▶ _Task prompt_
Return every entry exactly.

>> start Data to process

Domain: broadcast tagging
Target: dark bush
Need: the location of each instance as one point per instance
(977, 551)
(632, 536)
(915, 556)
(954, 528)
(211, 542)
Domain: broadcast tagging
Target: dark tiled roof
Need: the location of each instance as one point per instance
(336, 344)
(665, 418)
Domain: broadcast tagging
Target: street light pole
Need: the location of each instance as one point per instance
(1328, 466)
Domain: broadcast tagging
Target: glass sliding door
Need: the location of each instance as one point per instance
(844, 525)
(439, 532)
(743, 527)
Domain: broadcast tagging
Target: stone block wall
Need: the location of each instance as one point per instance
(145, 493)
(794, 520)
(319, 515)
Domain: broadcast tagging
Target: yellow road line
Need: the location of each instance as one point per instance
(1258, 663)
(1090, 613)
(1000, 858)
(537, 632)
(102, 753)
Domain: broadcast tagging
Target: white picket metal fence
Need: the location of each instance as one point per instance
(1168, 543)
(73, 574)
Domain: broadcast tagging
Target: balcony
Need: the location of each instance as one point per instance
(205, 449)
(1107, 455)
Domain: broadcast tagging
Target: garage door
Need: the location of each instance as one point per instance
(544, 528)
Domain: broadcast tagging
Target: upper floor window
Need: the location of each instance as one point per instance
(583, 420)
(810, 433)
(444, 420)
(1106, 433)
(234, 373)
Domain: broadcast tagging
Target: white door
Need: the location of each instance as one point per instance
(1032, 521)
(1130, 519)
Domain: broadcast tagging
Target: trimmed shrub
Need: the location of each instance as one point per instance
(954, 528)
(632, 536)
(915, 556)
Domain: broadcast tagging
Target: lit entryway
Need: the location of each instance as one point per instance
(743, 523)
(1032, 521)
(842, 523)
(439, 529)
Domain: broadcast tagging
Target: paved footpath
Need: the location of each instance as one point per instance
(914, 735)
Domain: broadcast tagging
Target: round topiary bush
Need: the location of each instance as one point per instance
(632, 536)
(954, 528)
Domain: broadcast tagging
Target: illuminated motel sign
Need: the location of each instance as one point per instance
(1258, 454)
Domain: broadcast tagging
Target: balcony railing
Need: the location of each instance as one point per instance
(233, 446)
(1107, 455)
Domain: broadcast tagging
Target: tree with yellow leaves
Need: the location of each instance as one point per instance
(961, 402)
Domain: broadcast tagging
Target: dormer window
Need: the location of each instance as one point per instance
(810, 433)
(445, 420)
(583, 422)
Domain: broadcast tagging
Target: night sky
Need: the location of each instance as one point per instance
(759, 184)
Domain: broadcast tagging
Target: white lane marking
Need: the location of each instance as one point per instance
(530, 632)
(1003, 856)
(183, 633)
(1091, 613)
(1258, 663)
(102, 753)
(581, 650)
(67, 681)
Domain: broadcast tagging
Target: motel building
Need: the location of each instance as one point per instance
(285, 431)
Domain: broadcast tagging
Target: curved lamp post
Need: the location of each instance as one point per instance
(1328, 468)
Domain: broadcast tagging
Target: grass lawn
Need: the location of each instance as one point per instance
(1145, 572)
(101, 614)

>> end Data to process

▶ _Full solution_
Domain: broadcast tagging
Target: dark bush
Need: the location of each instance as one point per instance
(977, 551)
(632, 536)
(915, 556)
(954, 528)
(211, 542)
Domain: broadcast tagging
Target: dark tiled roof
Need: the location of each instance as one point per instance
(336, 344)
(665, 418)
Domain: broadcast tagging
Target: street light pole
Need: the location of each instance as one point per instance
(1328, 466)
Domain: broadcast tagging
Target: glass sliding door
Need: the location of each instance as one point per instance
(844, 525)
(439, 532)
(743, 527)
Domain: broadcast tagging
Target: stone block wall
Need: the location of each instance as one point per instance
(145, 493)
(794, 520)
(319, 515)
Domain: broadcast tagging
Target: yellow road line
Need: the location of each instance as one point per instance
(1258, 663)
(1090, 613)
(1000, 858)
(537, 632)
(102, 753)
Domain: broadcast tagging
Target: white picket metal fence
Need: the location of each instance as one point per instance
(1168, 543)
(73, 574)
Domain: broadcast tagging
Target: balcony
Need: the location of each instance as one point per instance
(205, 449)
(1107, 455)
Domain: broadcast tagging
Target: garage door
Need: the location of each instance as one point per instance
(544, 528)
Domain: broadcast tagging
Target: upper floor window
Need: the location of each instance as one point per instance
(583, 420)
(810, 433)
(444, 420)
(1106, 433)
(234, 373)
Domain: broadcast tagging
Target: white door
Need: the location of each instance as one point per instance
(1032, 521)
(1130, 519)
Domain: broadcast tagging
Target: trimmed shrub
Need: the location of each instance as one point per instance
(954, 528)
(632, 536)
(915, 556)
Domain: broadcast tagging
Target: lit entryway
Need: the location of each instance as one point per instance
(743, 523)
(1032, 521)
(842, 523)
(439, 529)
Domain: broadcast tagging
Target: paved footpath
Need: the location of each instance as one point per instance
(914, 735)
Domain: broadcast tagging
Target: round topiary bush
Need: the location of each instance as one point per instance
(632, 536)
(954, 528)
Domain: broadcast tagging
Target: illuminated motel sign
Need: the location of each instance as one point per instance
(1258, 454)
Domain: broadcast tagging
Target: balcony railing
Need: the location of each instance as one point per instance
(233, 446)
(1107, 455)
Domain: broadcast tagging
Target: tree with yellow leaves
Need: the location of each instance as one point per instance
(961, 402)
Domain: broadcast tagging
Target: dormer window
Need: the location of each instance as one point per instance
(810, 433)
(445, 420)
(583, 422)
Domain: broadcast tagging
Target: night sky
Need: the location of each instance as one point per instance
(759, 184)
Domain: broadcast tagging
Target: white lane marking
Need: the location of each instance as one point per instance
(530, 632)
(1003, 856)
(183, 633)
(1091, 613)
(1258, 663)
(102, 753)
(581, 650)
(67, 681)
Domain: broadcast tagging
Target: motel building
Need: the location of each instance as one point per instance
(285, 431)
Domain: broadcast tagging
Target: curved lamp post
Need: the location of each instance as one point per instance
(1328, 468)
Domain: broadcast tagging
Target: grass lawn
Need: the location of each instance as one point per instance
(1145, 572)
(101, 614)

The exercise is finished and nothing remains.